- Task inputs:
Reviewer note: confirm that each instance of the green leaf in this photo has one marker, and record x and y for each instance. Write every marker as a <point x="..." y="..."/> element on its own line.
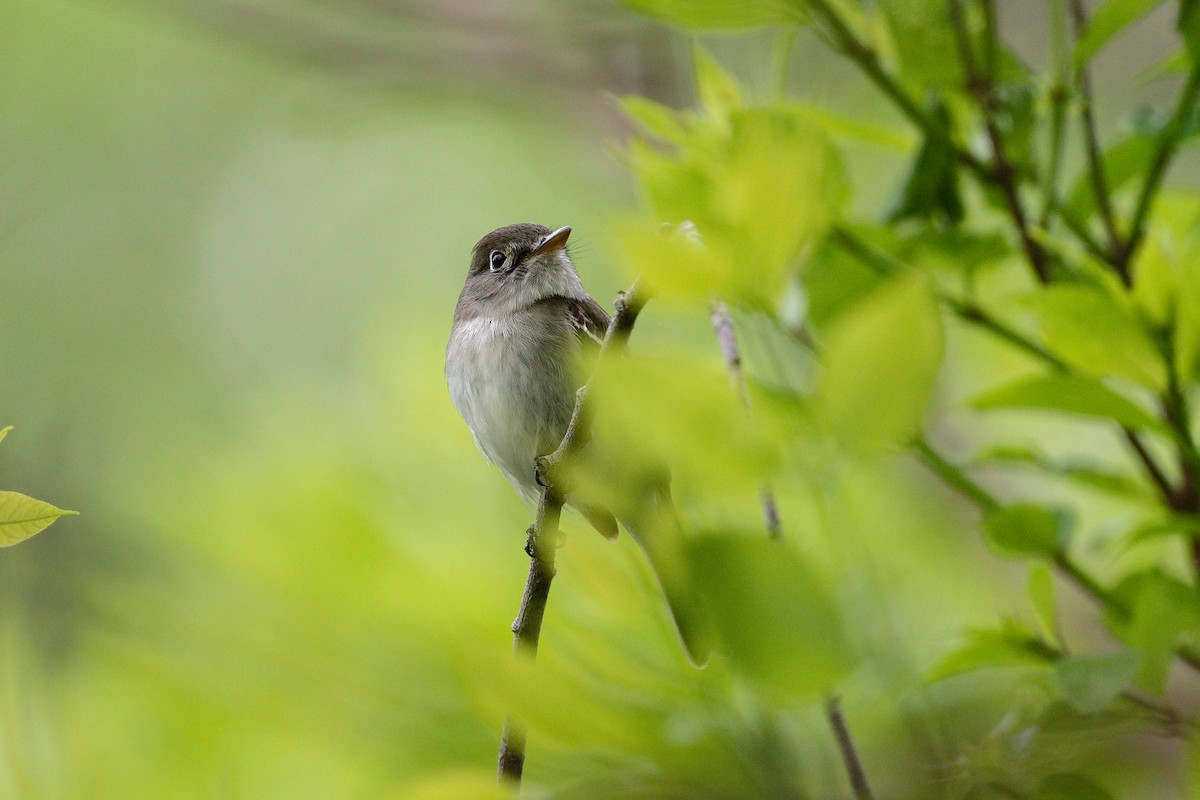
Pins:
<point x="1006" y="648"/>
<point x="721" y="14"/>
<point x="1041" y="591"/>
<point x="653" y="411"/>
<point x="1063" y="786"/>
<point x="774" y="614"/>
<point x="1123" y="161"/>
<point x="1073" y="395"/>
<point x="457" y="786"/>
<point x="1109" y="20"/>
<point x="931" y="188"/>
<point x="1091" y="475"/>
<point x="760" y="186"/>
<point x="923" y="38"/>
<point x="881" y="361"/>
<point x="1164" y="611"/>
<point x="715" y="89"/>
<point x="1090" y="683"/>
<point x="1188" y="25"/>
<point x="1027" y="529"/>
<point x="653" y="119"/>
<point x="22" y="516"/>
<point x="1090" y="330"/>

- Directive:
Rewrite the entries above with "green leaf" replaced by "maple leaf" and everything else left unchanged. Omit the pictures from your answer.

- Result:
Reviewer note: confirm that each instance of the maple leaf in this photo has one marker, and record x and y for each instance. Write every marker as a <point x="..." y="..."/> element on its own line.
Pins:
<point x="1006" y="648"/>
<point x="721" y="14"/>
<point x="1041" y="591"/>
<point x="653" y="411"/>
<point x="1063" y="786"/>
<point x="774" y="614"/>
<point x="1123" y="161"/>
<point x="1073" y="395"/>
<point x="457" y="786"/>
<point x="1109" y="20"/>
<point x="931" y="188"/>
<point x="1091" y="475"/>
<point x="760" y="186"/>
<point x="923" y="38"/>
<point x="881" y="361"/>
<point x="1164" y="611"/>
<point x="715" y="89"/>
<point x="1090" y="683"/>
<point x="1188" y="25"/>
<point x="1027" y="529"/>
<point x="653" y="119"/>
<point x="22" y="516"/>
<point x="1090" y="330"/>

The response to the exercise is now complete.